▸ **文書の一部**
◆ ◆ ◆ ◆

Let’s Go To The Dentist! (歯医者へ行こう!)

 昨日、初めて「つるみ歯科クリニック」で診察して貰いました。

 設計を始めたのが2003年の3月で、開院が2004年の9月。院長と知り合い、8年目にして初めて歯を見て貰いました。先々週あたりに親不知が腫れ、ちょっと気になっていたのです。

 30歳くらいまでは、時々歯科医院に通っていました。その頃「治療しても進行を止めるだけ。歯は良くならないんだ」と、やっと気付いたのです。

 前歯3本の神経はなく、差し歯も1本あります。

 その後10年、歯科医院のお世話になっていません。

 それには32歳の頃仕事をさせて貰った吉松歯科医院の院長に、歯の磨き方を教えて貰ったことも、大きかったと思います。

 以来、子供に、スタッフに「歯磨きは貯金!」としつこく言って来たのは、自戒の念からなのです。

 ところが、10年も行っていなかった結果、結構色がついていたり、歯垢がついているとの事。コーヒーなどで着色が起こると、初めて知ったのです。

 また、残念ながら1ヵ所だけ虫歯も見つかりました。院長と治療の流れを相談しました。

 「歯の掃除」→「虫歯の治療」→「ホワイトニングの型取り」→「親不知の抜歯」

 折角なので、ホワイトニングもやってみることにしました。

◆ ◆ ◆ ◆

上にある歯医者での診察についての文章を、全文一字一句変えずに書き写しなさい。

◆ ◆ ◆ ◆

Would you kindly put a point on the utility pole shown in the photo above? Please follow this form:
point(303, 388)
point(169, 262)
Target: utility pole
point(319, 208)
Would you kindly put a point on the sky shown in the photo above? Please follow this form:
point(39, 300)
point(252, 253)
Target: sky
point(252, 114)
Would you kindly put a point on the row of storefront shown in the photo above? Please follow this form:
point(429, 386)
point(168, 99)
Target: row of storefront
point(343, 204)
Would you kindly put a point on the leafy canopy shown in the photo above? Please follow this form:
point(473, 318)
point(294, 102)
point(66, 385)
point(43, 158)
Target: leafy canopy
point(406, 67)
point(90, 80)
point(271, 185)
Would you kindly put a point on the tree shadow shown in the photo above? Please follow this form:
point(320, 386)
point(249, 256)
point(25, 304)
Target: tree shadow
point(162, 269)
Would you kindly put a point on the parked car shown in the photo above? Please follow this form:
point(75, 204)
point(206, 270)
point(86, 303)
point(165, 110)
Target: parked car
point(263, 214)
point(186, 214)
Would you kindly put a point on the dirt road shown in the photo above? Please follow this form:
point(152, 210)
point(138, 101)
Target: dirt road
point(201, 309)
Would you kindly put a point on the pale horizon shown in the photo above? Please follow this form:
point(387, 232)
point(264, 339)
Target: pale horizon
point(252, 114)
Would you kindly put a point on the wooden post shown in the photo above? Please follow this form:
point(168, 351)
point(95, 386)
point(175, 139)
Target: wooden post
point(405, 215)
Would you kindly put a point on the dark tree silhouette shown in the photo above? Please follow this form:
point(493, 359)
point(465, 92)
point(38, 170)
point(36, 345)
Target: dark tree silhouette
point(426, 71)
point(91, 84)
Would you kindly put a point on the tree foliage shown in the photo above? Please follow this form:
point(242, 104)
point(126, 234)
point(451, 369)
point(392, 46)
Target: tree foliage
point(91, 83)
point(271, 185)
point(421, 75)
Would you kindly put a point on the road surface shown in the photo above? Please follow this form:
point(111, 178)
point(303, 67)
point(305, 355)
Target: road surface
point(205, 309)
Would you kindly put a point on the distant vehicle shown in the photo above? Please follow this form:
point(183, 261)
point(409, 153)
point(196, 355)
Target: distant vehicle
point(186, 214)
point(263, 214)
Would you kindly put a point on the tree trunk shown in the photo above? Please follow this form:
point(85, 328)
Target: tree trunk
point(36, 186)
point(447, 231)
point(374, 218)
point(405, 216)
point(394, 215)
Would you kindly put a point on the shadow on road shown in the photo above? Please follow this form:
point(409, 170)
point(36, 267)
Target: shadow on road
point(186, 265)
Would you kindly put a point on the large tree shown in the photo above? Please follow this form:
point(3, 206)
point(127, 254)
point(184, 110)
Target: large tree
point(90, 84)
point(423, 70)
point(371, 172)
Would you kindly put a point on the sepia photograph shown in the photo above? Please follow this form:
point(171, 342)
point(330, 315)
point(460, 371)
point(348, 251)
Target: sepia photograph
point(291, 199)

◆ ◆ ◆ ◆

▸ **問題の解答**
Let’s Go To The Dentist! (歯医者へ行こう!)

 昨日、初めて「つるみ歯科クリニック」で診察して貰いました。

 設計を始めたのが2003年の3月で、開院が2004年の9月。院長と知り合い、8年目にして初めて歯を見て貰いました。先々週あたりに親不知が腫れ、ちょっと気になっていたのです。

 30歳くらいまでは、時々歯科医院に通っていました。その頃「治療しても進行を止めるだけ。歯は良くならないんだ」と、やっと気付いたのです。

 前歯3本の神経はなく、差し歯も1本あります。

 その後10年、歯科医院のお世話になっていません。

 それには32歳の頃仕事をさせて貰った吉松歯科医院の院長に、歯の磨き方を教えて貰ったことも、大きかったと思います。

 以来、子供に、スタッフに「歯磨きは貯金!」としつこく言って来たのは、自戒の念からなのです。

 ところが、10年も行っていなかった結果、結構色がついていたり、歯垢がついているとの事。コーヒーなどで着色が起こると、初めて知ったのです。

 また、残念ながら1ヵ所だけ虫歯も見つかりました。院長と治療の流れを相談しました。

 「歯の掃除」→「虫歯の治療」→「ホワイトニングの型取り」→「親不知の抜歯」

 折角なので、ホワイトニングもやってみることにしました。